§ Dataset entries:
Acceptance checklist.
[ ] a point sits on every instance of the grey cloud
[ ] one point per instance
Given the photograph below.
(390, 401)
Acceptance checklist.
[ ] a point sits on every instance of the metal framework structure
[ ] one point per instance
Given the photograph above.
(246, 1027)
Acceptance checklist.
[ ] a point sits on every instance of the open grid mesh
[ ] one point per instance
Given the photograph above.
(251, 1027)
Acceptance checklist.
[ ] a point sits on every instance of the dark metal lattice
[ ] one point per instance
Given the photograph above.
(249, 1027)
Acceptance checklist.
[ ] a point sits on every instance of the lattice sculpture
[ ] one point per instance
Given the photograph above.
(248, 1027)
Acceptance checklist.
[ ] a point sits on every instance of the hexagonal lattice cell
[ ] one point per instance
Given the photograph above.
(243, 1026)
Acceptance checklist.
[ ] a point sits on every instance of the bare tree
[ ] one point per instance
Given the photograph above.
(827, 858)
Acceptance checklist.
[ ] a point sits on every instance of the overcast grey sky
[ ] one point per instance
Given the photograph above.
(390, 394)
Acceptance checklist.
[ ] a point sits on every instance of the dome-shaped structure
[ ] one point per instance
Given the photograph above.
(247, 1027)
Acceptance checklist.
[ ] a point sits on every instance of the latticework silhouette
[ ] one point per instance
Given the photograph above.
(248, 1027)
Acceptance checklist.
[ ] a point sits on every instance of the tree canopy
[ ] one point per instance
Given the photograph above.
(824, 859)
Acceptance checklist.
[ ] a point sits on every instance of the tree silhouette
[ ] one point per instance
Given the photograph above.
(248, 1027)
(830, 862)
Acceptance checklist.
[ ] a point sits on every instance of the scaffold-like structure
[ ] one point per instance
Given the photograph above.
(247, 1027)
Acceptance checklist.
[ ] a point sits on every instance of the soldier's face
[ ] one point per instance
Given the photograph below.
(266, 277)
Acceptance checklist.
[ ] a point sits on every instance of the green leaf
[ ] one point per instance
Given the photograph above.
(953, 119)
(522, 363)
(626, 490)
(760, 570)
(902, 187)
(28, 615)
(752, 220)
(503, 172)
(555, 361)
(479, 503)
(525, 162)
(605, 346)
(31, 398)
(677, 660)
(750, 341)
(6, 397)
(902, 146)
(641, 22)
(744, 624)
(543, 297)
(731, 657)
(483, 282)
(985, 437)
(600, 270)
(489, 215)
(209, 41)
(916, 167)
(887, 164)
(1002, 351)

§ Written task:
Write all of the records out again exactly.

§ Result of the exercise:
Acceptance checklist.
[ ] a point sits on every instance of the grey cloud
[ ] one point per instance
Given the photograph below.
(390, 401)
Acceptance checklist.
[ ] a point sits on every instance of the metal framework structure
[ ] one point per instance
Given the photograph above.
(246, 1027)
Acceptance checklist.
[ ] a point sits on every instance of the open grid mesh
[ ] one point per instance
Given the photograph above.
(251, 1027)
Acceptance checklist.
[ ] a point sits on every instance of the dark metal lattice
[ ] one point per instance
Given the photograph above.
(249, 1027)
Acceptance checklist.
[ ] a point sits on every instance of the lattice sculpture
[ ] one point per instance
Given the photograph above.
(248, 1027)
Acceptance checklist.
[ ] a point sits on every instance of the hexagonal lattice cell
[ ] one point per instance
Given the photograph above.
(243, 1026)
Acceptance checklist.
[ ] a point sits on every instance of the bare tree
[ ] one point per instance
Given the photograph above.
(827, 858)
Acceptance checklist.
[ ] a point sits on every instance of the overcast grey sky
[ ] one point per instance
Given the photograph above.
(390, 394)
Acceptance checklist.
[ ] a point sits on every instance of the dome-shaped structure
[ ] one point per instance
Given the photograph above.
(247, 1027)
Acceptance checklist.
[ ] a point sits on every instance of the latticework silhouette
[ ] one point per instance
Given the photograph above.
(248, 1027)
Acceptance checklist.
[ ] a point sits on every instance of the tree canopy
[ ] one point per instance
Given the photograph above.
(824, 859)
Acceptance checklist.
[ ] a point sits on every instance of the tree silhouette
[ ] one point per instance
Given the photograph above.
(248, 1027)
(830, 862)
Acceptance checklist.
[ ] a point sits on every instance of the scaffold-like structure
[ ] one point per instance
Given the photograph above.
(247, 1027)
Acceptance checklist.
[ ] a point sits on every instance of the soldier's face
[ ] one point per instance
Given the photograph below.
(266, 277)
Acceptance checklist.
[ ] a point sits on every instance of the green leaf
[ ] one point per instance
Given the photograph above.
(953, 119)
(522, 363)
(626, 490)
(760, 570)
(902, 187)
(28, 615)
(752, 220)
(503, 172)
(555, 361)
(479, 503)
(525, 162)
(605, 346)
(31, 398)
(677, 660)
(750, 341)
(6, 397)
(902, 146)
(641, 22)
(744, 624)
(543, 297)
(731, 657)
(483, 282)
(985, 437)
(600, 270)
(489, 215)
(209, 41)
(916, 167)
(887, 164)
(1002, 351)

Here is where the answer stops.